BEGIN Supplied records

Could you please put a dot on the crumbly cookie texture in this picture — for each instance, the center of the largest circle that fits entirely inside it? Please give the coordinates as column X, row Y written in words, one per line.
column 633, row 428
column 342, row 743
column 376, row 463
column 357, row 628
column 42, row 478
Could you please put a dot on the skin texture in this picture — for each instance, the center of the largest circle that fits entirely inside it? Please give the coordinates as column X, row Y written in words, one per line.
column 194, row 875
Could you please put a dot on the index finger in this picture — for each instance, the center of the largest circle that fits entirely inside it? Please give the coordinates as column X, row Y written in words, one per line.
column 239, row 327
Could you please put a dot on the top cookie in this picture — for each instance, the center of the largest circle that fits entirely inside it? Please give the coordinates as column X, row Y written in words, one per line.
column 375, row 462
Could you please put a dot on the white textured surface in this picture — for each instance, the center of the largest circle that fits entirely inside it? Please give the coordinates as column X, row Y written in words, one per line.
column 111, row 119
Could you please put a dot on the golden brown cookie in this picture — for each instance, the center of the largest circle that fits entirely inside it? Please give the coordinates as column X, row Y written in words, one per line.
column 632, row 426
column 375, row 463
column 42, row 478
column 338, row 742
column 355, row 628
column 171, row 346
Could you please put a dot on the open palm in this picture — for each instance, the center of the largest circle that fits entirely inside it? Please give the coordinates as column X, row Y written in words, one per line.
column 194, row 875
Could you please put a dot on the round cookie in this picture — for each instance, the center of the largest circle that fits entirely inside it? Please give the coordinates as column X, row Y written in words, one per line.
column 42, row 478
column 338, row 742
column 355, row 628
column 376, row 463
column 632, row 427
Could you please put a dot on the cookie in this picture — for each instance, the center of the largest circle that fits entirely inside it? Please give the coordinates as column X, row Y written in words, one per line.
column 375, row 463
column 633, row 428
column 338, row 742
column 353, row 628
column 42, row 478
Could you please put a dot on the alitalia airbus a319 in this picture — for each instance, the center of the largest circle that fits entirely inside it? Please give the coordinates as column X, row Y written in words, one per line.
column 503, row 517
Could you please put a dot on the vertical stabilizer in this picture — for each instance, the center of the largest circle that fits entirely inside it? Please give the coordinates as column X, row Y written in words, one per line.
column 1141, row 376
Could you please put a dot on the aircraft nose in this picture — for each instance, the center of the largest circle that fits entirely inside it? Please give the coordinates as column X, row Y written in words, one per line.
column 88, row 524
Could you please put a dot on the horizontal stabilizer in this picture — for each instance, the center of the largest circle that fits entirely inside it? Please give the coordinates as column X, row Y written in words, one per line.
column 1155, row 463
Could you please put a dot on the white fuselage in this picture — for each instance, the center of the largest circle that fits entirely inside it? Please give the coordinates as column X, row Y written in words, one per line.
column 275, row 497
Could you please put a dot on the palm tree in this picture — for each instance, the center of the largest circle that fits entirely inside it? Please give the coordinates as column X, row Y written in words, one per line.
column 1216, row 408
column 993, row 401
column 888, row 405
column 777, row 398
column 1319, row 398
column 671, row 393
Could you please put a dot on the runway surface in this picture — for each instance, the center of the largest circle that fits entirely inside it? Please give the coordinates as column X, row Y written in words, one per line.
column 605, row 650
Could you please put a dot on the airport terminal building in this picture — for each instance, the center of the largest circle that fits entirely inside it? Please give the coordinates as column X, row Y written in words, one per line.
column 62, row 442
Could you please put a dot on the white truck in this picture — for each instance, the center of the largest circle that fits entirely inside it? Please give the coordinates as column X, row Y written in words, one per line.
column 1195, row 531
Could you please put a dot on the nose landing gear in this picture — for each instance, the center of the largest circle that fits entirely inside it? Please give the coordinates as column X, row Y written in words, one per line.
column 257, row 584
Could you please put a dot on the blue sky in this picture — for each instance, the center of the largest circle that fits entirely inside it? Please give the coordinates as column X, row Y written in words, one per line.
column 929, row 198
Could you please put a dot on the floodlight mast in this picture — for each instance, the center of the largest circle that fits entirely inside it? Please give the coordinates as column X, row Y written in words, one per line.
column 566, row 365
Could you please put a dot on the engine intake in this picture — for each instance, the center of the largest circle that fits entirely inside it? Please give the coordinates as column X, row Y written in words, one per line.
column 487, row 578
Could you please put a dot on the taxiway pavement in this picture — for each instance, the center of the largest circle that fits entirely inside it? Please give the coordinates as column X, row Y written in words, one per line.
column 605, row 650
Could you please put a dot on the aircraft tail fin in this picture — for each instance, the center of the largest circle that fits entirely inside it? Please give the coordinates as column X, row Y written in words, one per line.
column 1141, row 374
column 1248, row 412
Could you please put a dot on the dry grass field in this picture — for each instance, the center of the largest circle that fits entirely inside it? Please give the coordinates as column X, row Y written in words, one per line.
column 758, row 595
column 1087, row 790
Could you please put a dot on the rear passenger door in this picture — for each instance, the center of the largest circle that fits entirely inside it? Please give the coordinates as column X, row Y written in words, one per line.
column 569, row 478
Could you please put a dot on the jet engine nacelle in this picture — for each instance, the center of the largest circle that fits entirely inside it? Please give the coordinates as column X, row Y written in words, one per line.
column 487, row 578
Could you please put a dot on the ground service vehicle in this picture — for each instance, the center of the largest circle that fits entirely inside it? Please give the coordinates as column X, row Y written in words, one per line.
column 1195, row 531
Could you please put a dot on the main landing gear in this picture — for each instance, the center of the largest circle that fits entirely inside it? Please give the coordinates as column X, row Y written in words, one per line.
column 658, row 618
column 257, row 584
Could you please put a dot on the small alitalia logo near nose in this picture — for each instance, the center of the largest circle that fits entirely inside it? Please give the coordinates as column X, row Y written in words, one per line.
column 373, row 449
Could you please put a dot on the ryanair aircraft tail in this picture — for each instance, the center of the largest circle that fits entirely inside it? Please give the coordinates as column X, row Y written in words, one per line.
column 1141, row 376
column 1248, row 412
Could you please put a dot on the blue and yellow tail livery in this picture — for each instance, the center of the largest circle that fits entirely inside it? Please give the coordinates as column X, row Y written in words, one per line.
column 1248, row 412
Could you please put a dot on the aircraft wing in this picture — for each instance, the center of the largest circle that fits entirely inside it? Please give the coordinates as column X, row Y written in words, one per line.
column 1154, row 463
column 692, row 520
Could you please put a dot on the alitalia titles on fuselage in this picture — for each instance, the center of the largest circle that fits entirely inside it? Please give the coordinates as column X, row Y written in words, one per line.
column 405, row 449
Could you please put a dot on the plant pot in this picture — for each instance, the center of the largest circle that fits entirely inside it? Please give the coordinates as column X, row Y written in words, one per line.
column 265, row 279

END Supplied records

Problem requirements: Beginning with the line that has "Could you please put a dot on the alitalia titles", set down every line of the entries above through the final one, unchanged.

Output of the exercise:
Could you please put a dot on the alitalia titles on fuselage in this picture — for each instance, the center of the largest circle that fits entirely inside it? Please give the coordinates as column X, row Y written in words, one per line.
column 405, row 449
Could you please put a dot on the plant pot in this picture — for each instance, the center of the largest circle that fits entirely inside it? Please give the coordinates as column X, row Y written in words, one per line.
column 265, row 279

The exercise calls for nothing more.